Extract the line that contains "point: stroller wheel" and every line after it to the end of the records below, exactly as written and nothing else.
** begin PROVIDED DATA **
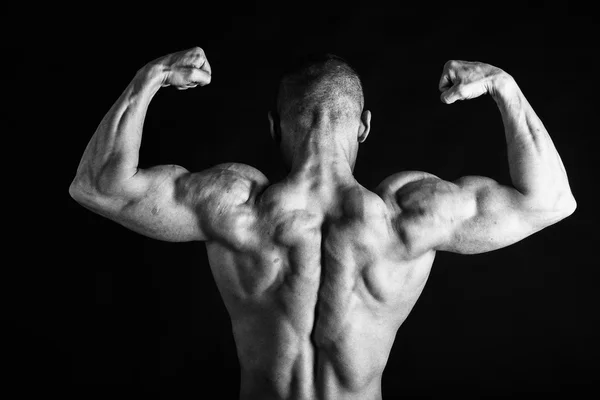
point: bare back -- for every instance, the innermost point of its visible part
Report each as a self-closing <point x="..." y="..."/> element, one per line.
<point x="316" y="291"/>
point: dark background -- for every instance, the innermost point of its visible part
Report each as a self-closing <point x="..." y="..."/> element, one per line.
<point x="88" y="302"/>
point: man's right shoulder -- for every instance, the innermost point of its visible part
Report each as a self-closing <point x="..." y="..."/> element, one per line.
<point x="228" y="183"/>
<point x="393" y="183"/>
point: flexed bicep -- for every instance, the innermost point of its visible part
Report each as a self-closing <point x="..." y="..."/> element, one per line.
<point x="471" y="215"/>
<point x="169" y="203"/>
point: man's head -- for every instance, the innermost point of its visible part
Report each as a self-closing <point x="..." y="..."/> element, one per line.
<point x="319" y="91"/>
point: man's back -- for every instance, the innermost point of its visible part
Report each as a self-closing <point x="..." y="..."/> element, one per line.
<point x="316" y="282"/>
<point x="317" y="272"/>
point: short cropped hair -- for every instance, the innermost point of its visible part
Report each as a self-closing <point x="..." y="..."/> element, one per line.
<point x="320" y="80"/>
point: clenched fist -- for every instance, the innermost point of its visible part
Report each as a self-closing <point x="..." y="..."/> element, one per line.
<point x="463" y="80"/>
<point x="186" y="69"/>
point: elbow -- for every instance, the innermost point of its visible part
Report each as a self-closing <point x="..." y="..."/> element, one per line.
<point x="80" y="191"/>
<point x="570" y="205"/>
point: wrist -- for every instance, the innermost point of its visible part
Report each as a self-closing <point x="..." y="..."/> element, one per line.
<point x="153" y="74"/>
<point x="502" y="86"/>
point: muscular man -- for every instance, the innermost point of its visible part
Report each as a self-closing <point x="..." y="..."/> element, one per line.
<point x="317" y="272"/>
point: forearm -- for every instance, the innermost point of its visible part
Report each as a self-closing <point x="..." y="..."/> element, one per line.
<point x="536" y="169"/>
<point x="112" y="154"/>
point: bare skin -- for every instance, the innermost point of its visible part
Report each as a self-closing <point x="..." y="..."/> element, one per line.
<point x="317" y="272"/>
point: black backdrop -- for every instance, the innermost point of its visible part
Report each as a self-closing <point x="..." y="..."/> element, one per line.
<point x="88" y="302"/>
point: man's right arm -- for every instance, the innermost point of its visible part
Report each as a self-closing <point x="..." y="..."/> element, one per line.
<point x="164" y="202"/>
<point x="477" y="214"/>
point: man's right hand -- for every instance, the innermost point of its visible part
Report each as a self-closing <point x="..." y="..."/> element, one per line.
<point x="463" y="80"/>
<point x="185" y="69"/>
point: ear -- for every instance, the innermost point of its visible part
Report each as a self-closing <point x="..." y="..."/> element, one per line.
<point x="365" y="126"/>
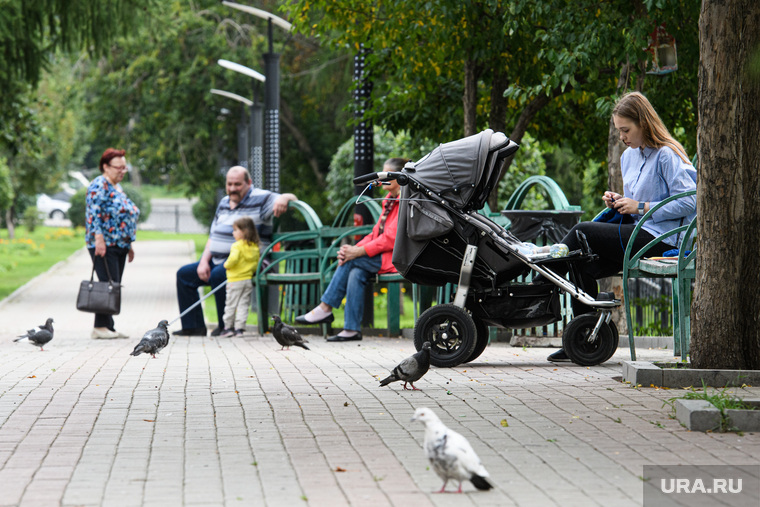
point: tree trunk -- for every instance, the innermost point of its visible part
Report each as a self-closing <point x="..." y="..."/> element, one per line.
<point x="470" y="97"/>
<point x="9" y="223"/>
<point x="725" y="313"/>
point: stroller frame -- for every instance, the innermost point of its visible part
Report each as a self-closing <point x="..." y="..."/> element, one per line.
<point x="458" y="330"/>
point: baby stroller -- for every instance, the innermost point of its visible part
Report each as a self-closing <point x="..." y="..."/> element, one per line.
<point x="443" y="239"/>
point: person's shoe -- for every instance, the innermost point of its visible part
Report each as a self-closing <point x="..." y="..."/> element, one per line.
<point x="191" y="331"/>
<point x="339" y="338"/>
<point x="311" y="318"/>
<point x="559" y="357"/>
<point x="103" y="334"/>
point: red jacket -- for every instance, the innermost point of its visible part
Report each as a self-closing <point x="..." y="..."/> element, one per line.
<point x="376" y="243"/>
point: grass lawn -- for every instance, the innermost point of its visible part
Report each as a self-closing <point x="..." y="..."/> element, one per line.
<point x="32" y="253"/>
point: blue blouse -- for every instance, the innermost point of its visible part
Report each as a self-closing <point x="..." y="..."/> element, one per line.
<point x="110" y="213"/>
<point x="651" y="175"/>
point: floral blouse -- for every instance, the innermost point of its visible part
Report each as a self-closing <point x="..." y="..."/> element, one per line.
<point x="110" y="213"/>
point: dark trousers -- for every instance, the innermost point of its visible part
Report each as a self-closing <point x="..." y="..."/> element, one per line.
<point x="609" y="242"/>
<point x="187" y="293"/>
<point x="116" y="258"/>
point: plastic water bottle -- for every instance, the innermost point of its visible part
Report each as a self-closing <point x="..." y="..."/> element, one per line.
<point x="558" y="250"/>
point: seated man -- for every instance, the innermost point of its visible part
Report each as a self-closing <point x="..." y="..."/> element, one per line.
<point x="357" y="264"/>
<point x="242" y="200"/>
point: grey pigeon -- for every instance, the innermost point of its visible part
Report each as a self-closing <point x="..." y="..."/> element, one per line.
<point x="287" y="335"/>
<point x="39" y="336"/>
<point x="450" y="454"/>
<point x="153" y="341"/>
<point x="411" y="369"/>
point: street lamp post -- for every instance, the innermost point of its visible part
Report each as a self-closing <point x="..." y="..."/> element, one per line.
<point x="256" y="163"/>
<point x="271" y="95"/>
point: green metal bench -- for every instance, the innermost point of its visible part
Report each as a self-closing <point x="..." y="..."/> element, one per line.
<point x="681" y="269"/>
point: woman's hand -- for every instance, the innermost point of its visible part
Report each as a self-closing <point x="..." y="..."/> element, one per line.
<point x="349" y="252"/>
<point x="609" y="198"/>
<point x="626" y="206"/>
<point x="100" y="245"/>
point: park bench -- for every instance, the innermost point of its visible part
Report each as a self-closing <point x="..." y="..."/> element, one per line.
<point x="301" y="262"/>
<point x="682" y="269"/>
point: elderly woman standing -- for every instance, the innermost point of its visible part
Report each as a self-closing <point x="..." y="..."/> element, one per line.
<point x="111" y="223"/>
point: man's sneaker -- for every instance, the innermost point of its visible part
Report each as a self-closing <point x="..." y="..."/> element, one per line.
<point x="559" y="357"/>
<point x="193" y="331"/>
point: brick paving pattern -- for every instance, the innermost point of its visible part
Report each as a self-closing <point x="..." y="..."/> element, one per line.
<point x="239" y="422"/>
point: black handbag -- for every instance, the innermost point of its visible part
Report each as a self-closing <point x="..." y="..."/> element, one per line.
<point x="99" y="297"/>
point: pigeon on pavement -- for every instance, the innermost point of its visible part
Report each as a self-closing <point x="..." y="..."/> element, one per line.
<point x="39" y="336"/>
<point x="287" y="335"/>
<point x="410" y="369"/>
<point x="450" y="454"/>
<point x="153" y="341"/>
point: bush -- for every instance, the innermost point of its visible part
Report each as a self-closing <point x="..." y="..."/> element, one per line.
<point x="31" y="218"/>
<point x="77" y="212"/>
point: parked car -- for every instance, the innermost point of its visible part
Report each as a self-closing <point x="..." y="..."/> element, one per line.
<point x="52" y="207"/>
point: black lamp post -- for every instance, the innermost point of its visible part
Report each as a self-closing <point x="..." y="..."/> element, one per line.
<point x="271" y="96"/>
<point x="255" y="164"/>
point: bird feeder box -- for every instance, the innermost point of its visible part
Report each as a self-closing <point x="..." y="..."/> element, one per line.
<point x="662" y="46"/>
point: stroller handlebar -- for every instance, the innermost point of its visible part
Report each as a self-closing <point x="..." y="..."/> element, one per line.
<point x="402" y="178"/>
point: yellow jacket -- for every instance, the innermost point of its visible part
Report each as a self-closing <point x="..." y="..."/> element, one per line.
<point x="242" y="261"/>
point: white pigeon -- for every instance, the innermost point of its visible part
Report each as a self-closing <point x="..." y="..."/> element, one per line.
<point x="450" y="454"/>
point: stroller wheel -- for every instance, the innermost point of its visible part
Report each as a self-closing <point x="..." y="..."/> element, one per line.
<point x="451" y="333"/>
<point x="580" y="350"/>
<point x="481" y="340"/>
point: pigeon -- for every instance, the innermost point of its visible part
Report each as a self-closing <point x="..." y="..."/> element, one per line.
<point x="411" y="369"/>
<point x="153" y="341"/>
<point x="287" y="335"/>
<point x="39" y="336"/>
<point x="450" y="454"/>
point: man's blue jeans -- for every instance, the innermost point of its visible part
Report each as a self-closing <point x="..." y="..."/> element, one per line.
<point x="187" y="293"/>
<point x="349" y="281"/>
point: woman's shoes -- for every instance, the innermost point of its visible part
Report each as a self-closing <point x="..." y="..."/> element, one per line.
<point x="351" y="338"/>
<point x="316" y="316"/>
<point x="101" y="333"/>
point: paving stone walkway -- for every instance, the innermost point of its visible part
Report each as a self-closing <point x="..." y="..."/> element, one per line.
<point x="239" y="422"/>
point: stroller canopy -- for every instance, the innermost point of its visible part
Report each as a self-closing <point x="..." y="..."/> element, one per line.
<point x="455" y="170"/>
** end PROVIDED DATA **
**TASK RESULT:**
point: stroller wheel -- for every instance, the innermost point of its visible part
Report each as a self-closing <point x="..." y="..."/> element, one per line.
<point x="451" y="333"/>
<point x="580" y="350"/>
<point x="481" y="340"/>
point: pigeon -- for every instance, the innermost point of its visible part
Report each as a self-closing <point x="..." y="..."/> element, one per line.
<point x="411" y="369"/>
<point x="153" y="341"/>
<point x="287" y="335"/>
<point x="39" y="336"/>
<point x="450" y="454"/>
point: man's blue jeans -- for every instance, the innermost point of its visible part
Report each as a self-closing <point x="..." y="..."/> element, one per line.
<point x="187" y="293"/>
<point x="349" y="281"/>
point: woman's shoes -- for every instance, the innermost point of its visible part
Report each as a self-closing <point x="..." y="..."/> element, one per line.
<point x="351" y="338"/>
<point x="316" y="316"/>
<point x="101" y="333"/>
point: paving stone walkway -- for every instance, the innermost point of its visible part
Report each as a self-closing <point x="..." y="..."/> element, one per line.
<point x="239" y="422"/>
point: stroller canopy -- for every instance, the innermost point of its visible part
Report each as a self-closing <point x="..." y="..."/> element, one per line.
<point x="455" y="170"/>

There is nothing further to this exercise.